DO THIS: Reproduce the material from the line containing "Tag the rocky riverbed" through the end of the material, replacing "photo" with "image" and leaving everything else unchanged. Omit the pictures from your answer.

DATA PROVIDED:
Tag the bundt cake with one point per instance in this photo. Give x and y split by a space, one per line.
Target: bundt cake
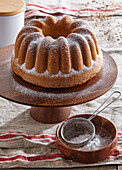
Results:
56 53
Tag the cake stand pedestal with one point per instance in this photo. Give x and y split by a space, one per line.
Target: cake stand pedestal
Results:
53 105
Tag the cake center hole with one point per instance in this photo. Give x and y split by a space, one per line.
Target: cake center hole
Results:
56 31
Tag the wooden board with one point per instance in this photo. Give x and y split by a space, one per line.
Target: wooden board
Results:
13 88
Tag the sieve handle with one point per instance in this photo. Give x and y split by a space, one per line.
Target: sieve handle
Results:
98 111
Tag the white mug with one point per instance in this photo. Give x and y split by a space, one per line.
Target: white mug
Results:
10 27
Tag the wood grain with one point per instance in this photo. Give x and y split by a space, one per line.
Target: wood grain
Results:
13 88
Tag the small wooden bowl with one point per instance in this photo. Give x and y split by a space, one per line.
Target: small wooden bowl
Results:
103 127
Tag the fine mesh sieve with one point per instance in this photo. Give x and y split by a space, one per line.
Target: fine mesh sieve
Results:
78 131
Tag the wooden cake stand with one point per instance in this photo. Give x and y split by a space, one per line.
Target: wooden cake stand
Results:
52 105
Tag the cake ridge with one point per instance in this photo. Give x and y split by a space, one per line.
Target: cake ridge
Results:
56 53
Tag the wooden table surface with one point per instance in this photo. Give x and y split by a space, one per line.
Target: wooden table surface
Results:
107 167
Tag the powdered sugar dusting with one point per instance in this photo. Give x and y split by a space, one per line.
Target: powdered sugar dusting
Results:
97 143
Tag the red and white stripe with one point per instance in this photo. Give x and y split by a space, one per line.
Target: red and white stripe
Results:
27 158
74 10
56 10
42 138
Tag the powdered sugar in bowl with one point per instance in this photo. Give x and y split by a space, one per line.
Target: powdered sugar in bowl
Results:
100 148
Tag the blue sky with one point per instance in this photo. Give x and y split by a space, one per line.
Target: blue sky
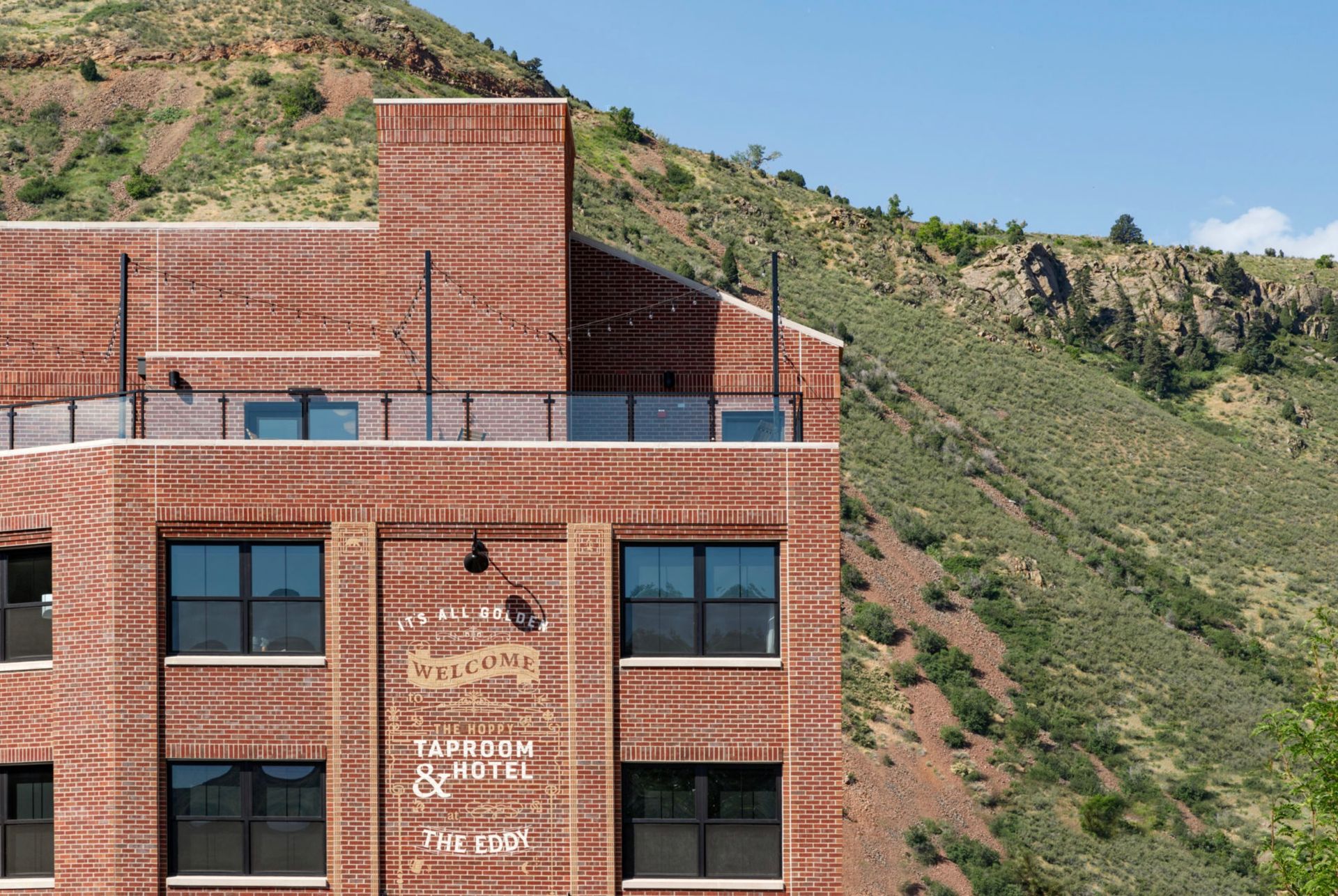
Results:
1206 121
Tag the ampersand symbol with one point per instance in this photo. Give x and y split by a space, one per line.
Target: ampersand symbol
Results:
433 784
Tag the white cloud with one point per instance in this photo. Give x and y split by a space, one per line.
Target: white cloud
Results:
1265 228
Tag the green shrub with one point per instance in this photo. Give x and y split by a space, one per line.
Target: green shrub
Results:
928 641
905 673
114 8
167 114
1100 814
936 596
875 621
679 177
141 186
301 98
913 530
624 123
953 737
921 843
39 190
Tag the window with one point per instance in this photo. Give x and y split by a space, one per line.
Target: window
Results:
27 844
700 599
245 598
302 419
702 821
753 426
247 819
26 603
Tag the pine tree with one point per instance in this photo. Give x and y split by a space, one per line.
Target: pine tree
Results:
1125 334
1198 350
1125 232
1079 327
730 265
1233 277
1155 373
1255 355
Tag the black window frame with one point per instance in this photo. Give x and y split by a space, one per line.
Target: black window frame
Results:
247 817
6 606
302 405
702 820
245 598
699 599
6 821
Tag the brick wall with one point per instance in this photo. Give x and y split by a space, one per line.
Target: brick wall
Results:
397 525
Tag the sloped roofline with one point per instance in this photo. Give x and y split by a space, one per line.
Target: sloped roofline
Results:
707 291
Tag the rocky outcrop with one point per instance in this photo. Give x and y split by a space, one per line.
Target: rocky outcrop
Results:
413 55
1033 281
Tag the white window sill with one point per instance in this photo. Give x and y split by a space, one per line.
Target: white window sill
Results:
700 663
247 880
700 883
23 665
243 660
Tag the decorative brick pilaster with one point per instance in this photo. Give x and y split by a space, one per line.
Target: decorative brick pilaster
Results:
596 768
353 765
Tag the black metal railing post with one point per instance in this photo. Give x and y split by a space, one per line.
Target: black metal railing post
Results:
307 416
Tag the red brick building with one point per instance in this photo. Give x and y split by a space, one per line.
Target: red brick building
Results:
279 613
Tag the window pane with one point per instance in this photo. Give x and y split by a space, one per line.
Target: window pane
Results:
206 626
332 422
30 795
741 792
741 571
205 570
657 573
273 420
285 626
664 849
30 576
29 849
660 629
288 791
288 847
743 851
721 571
27 631
206 789
740 629
209 847
758 571
286 570
663 792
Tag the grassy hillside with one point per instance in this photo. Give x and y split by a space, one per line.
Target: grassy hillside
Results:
1143 562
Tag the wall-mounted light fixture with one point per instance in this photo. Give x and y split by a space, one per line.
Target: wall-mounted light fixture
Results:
477 561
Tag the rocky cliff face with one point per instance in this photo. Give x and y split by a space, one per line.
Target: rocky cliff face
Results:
1032 281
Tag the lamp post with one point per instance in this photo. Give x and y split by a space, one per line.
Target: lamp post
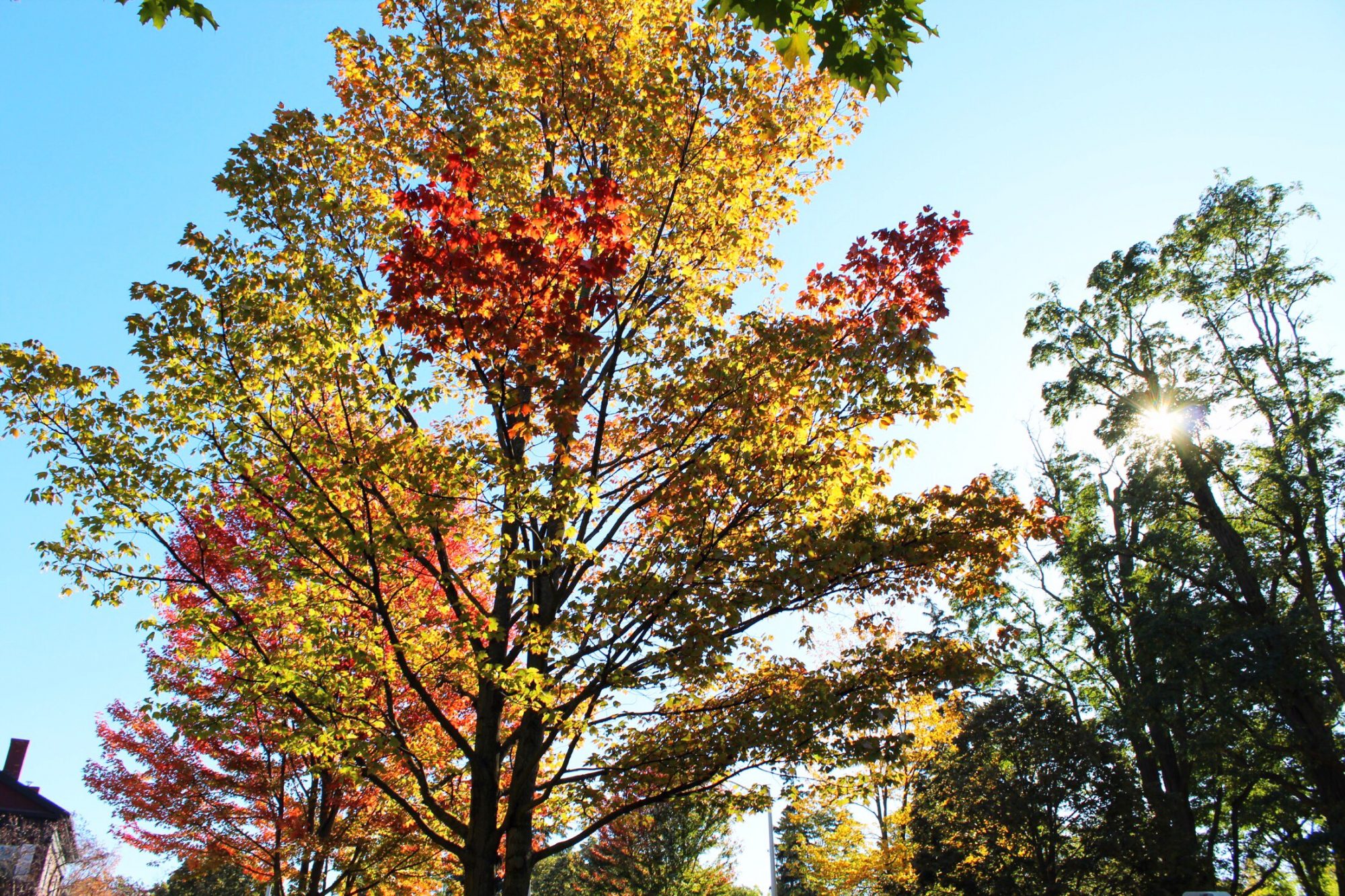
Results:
770 830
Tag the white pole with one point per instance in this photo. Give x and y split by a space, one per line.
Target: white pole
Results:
770 826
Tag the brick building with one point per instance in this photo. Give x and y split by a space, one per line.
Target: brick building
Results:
37 840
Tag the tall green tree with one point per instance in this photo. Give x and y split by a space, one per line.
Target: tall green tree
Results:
1032 799
1200 345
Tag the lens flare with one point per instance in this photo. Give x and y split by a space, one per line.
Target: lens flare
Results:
1163 423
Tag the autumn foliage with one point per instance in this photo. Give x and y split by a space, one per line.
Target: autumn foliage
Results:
475 479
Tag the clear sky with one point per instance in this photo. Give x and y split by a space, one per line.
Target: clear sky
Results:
1063 130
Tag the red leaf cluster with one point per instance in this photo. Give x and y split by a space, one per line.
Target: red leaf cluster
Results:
896 276
524 302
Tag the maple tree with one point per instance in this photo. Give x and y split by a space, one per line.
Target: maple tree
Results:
524 481
209 771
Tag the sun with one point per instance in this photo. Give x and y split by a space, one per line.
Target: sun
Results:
1163 423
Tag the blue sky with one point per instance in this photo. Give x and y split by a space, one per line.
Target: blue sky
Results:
1062 130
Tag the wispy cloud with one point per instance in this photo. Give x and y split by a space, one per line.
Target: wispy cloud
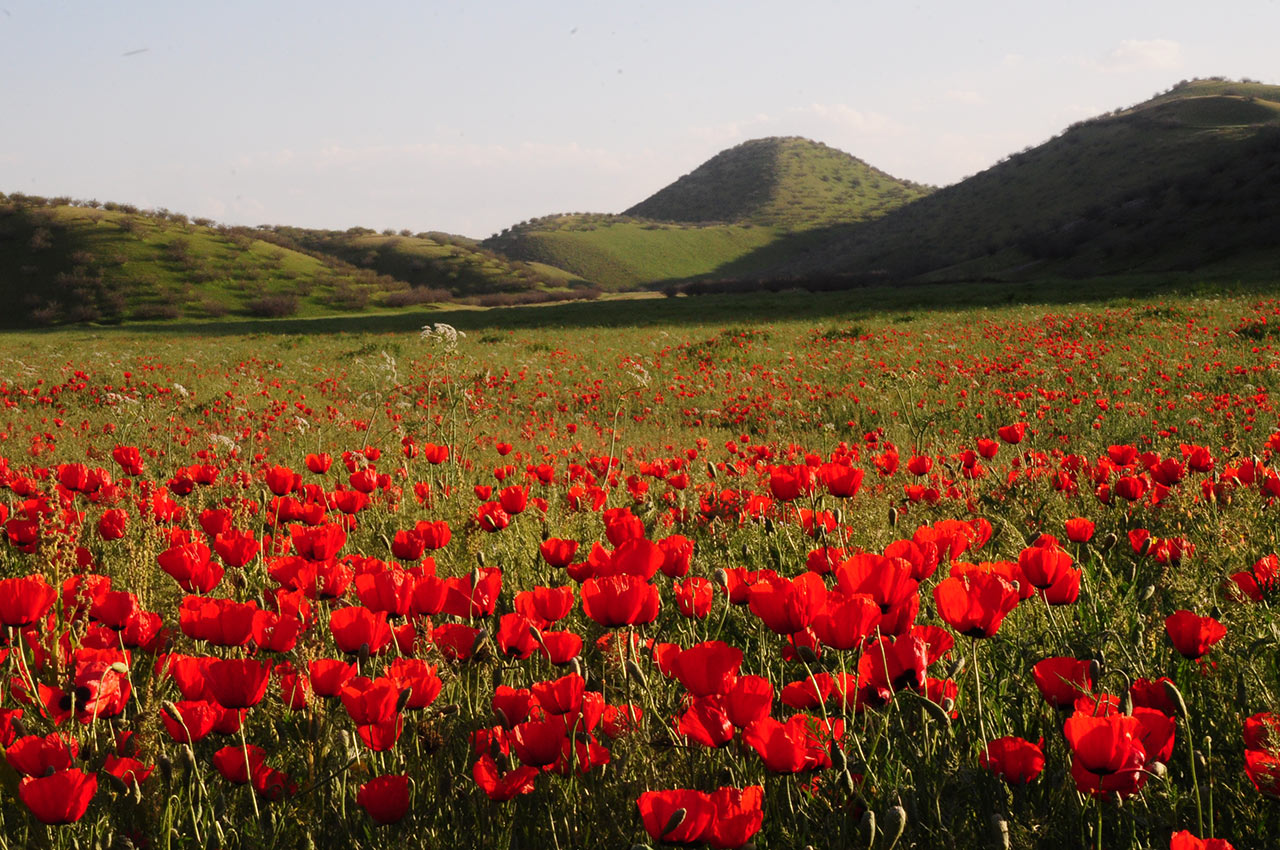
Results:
1132 54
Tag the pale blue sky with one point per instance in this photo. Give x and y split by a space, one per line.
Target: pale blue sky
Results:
469 117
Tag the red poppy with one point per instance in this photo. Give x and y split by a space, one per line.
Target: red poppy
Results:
676 816
749 699
558 553
62 796
787 606
384 798
26 601
1061 680
976 603
1193 635
1014 759
237 682
356 626
1106 753
1184 840
1079 530
503 786
620 601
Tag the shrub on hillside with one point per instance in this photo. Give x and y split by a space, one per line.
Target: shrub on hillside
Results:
273 306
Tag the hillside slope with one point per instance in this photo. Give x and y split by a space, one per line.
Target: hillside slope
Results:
1187 181
64 261
723 218
786 182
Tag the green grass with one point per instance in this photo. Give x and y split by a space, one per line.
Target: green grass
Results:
1182 182
790 183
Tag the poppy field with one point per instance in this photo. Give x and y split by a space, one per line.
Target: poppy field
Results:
937 579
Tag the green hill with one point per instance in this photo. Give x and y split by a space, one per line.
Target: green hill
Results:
790 183
64 261
725 218
1188 181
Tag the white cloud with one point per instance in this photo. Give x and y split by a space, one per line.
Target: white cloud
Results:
965 96
1155 54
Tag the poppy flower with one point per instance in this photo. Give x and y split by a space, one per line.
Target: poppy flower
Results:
707 722
63 796
1184 840
1106 753
748 699
237 682
1061 680
24 601
739 816
787 606
356 626
502 786
676 816
1014 759
974 604
620 601
1193 635
384 798
1079 530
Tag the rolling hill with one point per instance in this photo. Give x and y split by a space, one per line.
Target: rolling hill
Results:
64 261
1188 181
732 208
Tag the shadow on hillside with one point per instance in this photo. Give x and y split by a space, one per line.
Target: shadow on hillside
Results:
790 304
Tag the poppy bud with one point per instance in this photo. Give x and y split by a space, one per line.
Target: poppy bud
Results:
165 768
677 817
895 822
1175 697
867 827
635 672
1001 828
479 641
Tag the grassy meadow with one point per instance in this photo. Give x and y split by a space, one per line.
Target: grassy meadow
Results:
781 570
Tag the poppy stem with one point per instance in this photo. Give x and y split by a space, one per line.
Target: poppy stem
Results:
977 685
248 771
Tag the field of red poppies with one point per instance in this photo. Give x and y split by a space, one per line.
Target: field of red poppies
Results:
999 577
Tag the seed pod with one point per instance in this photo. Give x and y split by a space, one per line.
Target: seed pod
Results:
635 672
1001 828
867 827
483 635
895 822
677 817
1175 697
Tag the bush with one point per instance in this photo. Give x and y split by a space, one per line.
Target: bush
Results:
274 306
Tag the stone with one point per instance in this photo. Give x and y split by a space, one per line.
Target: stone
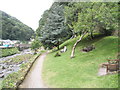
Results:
88 48
1 75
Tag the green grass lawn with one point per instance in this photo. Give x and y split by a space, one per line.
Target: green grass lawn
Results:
81 71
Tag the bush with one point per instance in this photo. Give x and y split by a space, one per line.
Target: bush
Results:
8 51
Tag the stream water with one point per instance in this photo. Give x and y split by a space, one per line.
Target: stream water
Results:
7 68
34 76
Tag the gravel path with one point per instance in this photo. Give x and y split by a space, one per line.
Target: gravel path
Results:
102 72
33 78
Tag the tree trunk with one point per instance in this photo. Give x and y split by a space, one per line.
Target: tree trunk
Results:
91 34
74 46
58 47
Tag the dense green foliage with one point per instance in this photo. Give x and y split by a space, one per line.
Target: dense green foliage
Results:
64 19
92 17
82 70
8 52
52 29
13 29
36 44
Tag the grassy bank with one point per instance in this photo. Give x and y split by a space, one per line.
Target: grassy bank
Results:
14 79
81 71
8 51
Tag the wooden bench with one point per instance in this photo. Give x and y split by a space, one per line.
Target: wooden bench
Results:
113 65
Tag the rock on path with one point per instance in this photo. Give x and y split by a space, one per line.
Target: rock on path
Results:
34 76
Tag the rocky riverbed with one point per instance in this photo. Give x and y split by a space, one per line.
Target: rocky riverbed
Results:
12 63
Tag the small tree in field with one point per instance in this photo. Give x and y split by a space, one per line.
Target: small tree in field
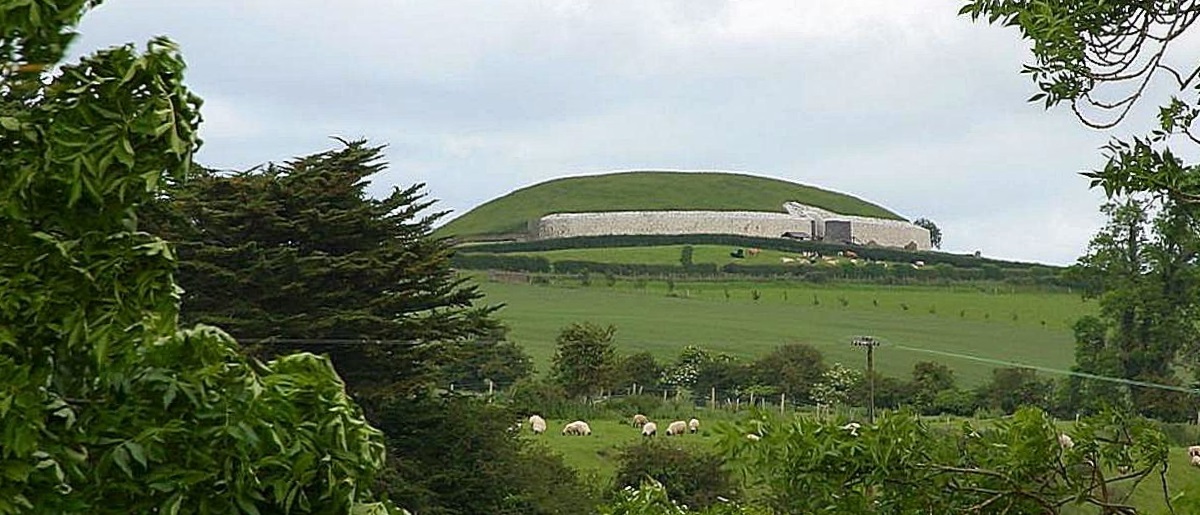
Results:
585 359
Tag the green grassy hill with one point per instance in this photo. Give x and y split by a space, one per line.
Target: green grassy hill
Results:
648 191
972 330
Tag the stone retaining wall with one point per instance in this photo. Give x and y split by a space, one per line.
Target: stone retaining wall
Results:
799 217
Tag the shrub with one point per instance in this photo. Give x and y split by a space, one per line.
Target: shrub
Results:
691 478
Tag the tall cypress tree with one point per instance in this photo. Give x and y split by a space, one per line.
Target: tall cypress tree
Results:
299 256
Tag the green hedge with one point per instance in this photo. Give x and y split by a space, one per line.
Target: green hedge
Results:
501 262
876 253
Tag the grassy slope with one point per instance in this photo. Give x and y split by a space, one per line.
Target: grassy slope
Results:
595 456
964 321
649 191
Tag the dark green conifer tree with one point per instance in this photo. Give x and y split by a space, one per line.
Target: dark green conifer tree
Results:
299 256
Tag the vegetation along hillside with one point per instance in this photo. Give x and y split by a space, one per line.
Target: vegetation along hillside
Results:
648 191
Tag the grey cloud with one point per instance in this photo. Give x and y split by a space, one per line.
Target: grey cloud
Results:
903 103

OUTPUT FOR THIS TASK:
Tag the rocky riverbed with one point per instance in this image. Give x and y split by a space, one per line.
Target: rocky riverbed
Results:
12 63
Tag the small tree in field with one point per instance in this image. Give x and y split by a space, one per line.
Target: small tree in field
Results:
585 359
Tag the green grassy hill with one point per instance in this image. Give x and y split by a space, one per line.
Target: green grassy hill
Results:
648 191
972 330
Tag the stone retaining wall with one point per instance in this image. Give x and y split by a space, one per line.
Target: stone retaining wall
Results:
799 217
Tag the shrub with one point per instance in this image. Give x and y split by a space, one per line.
Target: shrub
Results:
691 478
Tag the tall cypress tree with one point per instance in this image. Give x and y split by a space, one per line.
Target: tall cypress tree
Results:
299 256
Tag the green hedge with one point per instance in this image. Give x and y split by a space, one per line.
Target: green hedge
Results:
501 262
876 253
Tag the grassy slope with one point per instance in this image. Give x and y split by a space, one per line.
Target: grassy slope
Results:
595 456
964 321
649 191
Tag the dark green conifer tree with one point per instance in this image. Give x and y split by a space, one per line.
Target: dark green conifer tree
Results:
299 256
Tag the vegetation along hillside with one point per instance in this image. Give x and y split by a space, one per line.
Target: vegetation along hillside
Results:
648 191
Tag the grey cloud with one point per instance in this image. Give x and y split by a space, one per line.
Target: grey cloud
Results:
903 103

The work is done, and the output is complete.